Written exercise → Convert the records below, from the line that contains "Question. Place one point on every instance of the debris" through the line that contains "x=485 y=109", both included, into a numbered list with blank lines omitted. Leave the pictures out of your answer.

Records supplied →
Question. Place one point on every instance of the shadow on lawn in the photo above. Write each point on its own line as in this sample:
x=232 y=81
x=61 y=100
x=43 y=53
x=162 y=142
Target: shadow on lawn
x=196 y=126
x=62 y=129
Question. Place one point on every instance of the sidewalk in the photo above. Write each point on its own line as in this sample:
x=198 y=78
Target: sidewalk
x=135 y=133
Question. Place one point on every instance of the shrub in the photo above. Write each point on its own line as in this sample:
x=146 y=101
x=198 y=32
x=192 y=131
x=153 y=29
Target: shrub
---
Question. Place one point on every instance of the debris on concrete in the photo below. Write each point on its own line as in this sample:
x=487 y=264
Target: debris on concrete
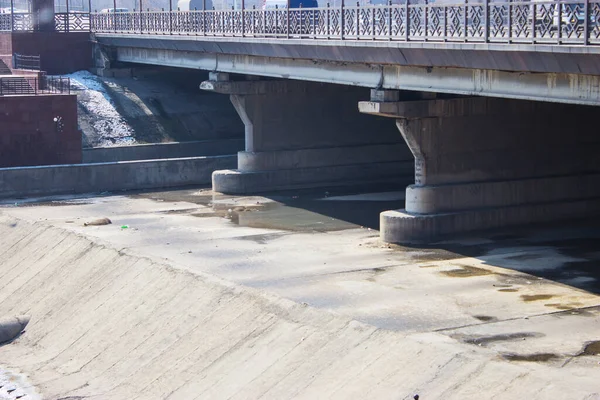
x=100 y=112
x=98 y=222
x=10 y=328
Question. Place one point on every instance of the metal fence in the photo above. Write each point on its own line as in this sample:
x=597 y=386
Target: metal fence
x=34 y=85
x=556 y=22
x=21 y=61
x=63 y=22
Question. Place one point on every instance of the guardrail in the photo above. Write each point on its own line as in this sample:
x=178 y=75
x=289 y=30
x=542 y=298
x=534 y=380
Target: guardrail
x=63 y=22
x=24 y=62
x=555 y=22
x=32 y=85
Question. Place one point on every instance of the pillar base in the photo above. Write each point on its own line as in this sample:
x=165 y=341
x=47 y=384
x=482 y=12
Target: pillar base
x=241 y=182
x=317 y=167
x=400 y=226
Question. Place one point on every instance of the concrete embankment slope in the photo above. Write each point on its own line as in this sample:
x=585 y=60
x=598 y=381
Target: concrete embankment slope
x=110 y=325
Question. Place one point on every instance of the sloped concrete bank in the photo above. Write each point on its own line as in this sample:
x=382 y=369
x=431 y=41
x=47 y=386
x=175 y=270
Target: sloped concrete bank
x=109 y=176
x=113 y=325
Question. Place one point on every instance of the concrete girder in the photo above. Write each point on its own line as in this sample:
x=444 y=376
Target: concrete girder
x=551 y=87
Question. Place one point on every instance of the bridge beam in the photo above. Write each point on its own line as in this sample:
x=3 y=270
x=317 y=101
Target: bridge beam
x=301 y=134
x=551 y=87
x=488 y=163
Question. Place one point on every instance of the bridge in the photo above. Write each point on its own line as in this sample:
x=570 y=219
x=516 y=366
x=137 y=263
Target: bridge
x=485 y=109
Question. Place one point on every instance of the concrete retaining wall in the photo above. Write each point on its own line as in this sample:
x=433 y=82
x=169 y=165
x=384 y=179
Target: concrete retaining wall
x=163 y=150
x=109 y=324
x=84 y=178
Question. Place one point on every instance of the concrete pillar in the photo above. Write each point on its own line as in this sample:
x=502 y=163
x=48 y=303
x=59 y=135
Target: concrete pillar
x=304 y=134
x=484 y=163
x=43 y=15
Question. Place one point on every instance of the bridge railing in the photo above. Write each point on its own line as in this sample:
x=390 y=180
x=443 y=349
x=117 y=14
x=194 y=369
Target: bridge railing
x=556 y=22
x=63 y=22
==
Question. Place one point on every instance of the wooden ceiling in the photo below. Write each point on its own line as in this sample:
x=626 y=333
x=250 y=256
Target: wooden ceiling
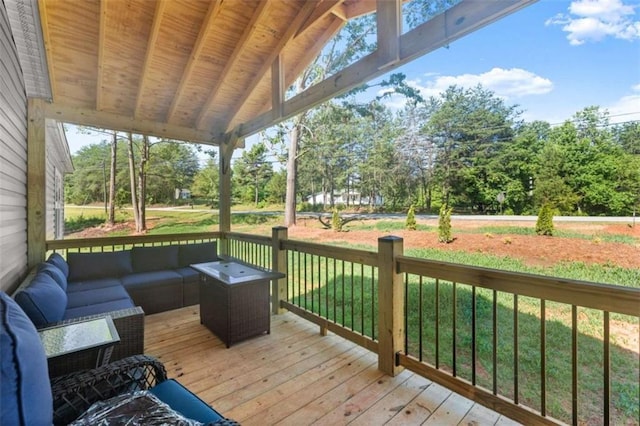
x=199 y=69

Result of this task →
1. Question. Place one point on every instance of the debris on concrete in the photo below. Write each point on its own line as in this sample:
2. x=487 y=264
3. Target: debris on concrete
4. x=100 y=112
5. x=98 y=222
6. x=10 y=328
7. Question. Place one point on every instance of the metal fence in the photo above. Write each point on its own line as in this sample:
8. x=597 y=386
9. Target: metal fence
10. x=34 y=85
11. x=556 y=22
12. x=21 y=61
13. x=63 y=22
14. Question. Place one point on every instance of the guardrail in the photo above. Write each point on its own line as in this sample:
15. x=178 y=75
16. x=289 y=30
17. x=542 y=298
18. x=534 y=380
19. Target: guardrail
20. x=63 y=22
21. x=24 y=62
22. x=555 y=22
23. x=32 y=85
24. Question. Place one point on every instance of the pillar base in the photo above. Write each point on its own line as in this sample:
25. x=165 y=341
26. x=47 y=384
27. x=482 y=12
28. Target: pillar base
29. x=241 y=182
30. x=317 y=167
31. x=400 y=226
32. Question. Place one point on every instance of the concrete embankment slope in the photo above. Write each point on its own line as in this sample:
33. x=585 y=60
34. x=598 y=381
35. Target: concrete embankment slope
36. x=110 y=325
37. Question. Place one point on every instance of the sloped concrete bank in the photo above. Write each point on its own line as in this sample:
38. x=382 y=369
39. x=431 y=41
40. x=47 y=386
41. x=175 y=270
42. Target: sloped concrete bank
43. x=109 y=176
44. x=113 y=325
45. Question. Place one point on every instance of the concrete girder in the photo above. Write each point on its own line as in this sample:
46. x=444 y=376
47. Target: concrete girder
48. x=551 y=87
49. Question. Place one point on every instance of the bridge beam in the photo above. Write each point on its own line as in this sample:
50. x=3 y=270
51. x=317 y=101
52. Target: bridge beam
53. x=301 y=134
54. x=551 y=87
55. x=488 y=163
56. Question. Place one point on every instance of the bridge in the photo above. Write each point on its own line as in this sample:
57. x=570 y=219
58. x=516 y=366
59. x=137 y=263
60. Target: bridge
61. x=485 y=109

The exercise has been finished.